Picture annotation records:

•••••

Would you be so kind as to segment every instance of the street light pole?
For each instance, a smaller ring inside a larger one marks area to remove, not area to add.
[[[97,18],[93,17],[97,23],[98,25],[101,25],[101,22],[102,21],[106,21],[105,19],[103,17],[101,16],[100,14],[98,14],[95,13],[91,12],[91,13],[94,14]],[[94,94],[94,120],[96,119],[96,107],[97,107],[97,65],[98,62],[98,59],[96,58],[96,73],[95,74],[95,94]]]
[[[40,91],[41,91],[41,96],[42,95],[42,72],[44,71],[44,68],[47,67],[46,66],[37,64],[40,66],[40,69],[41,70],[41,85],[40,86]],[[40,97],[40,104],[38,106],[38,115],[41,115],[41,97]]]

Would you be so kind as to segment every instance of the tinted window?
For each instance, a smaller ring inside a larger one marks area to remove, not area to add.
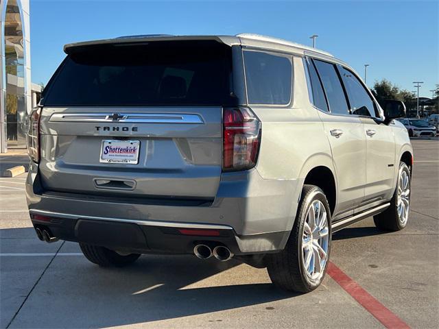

•••••

_Set problem_
Pick out every line in the records above that contains the word "kind", and copy each of those lines in full.

_Complete answer_
Would you be so kind as to segment every instance of the street light pole?
Would you be so kind as to segment every instance of the tinted window?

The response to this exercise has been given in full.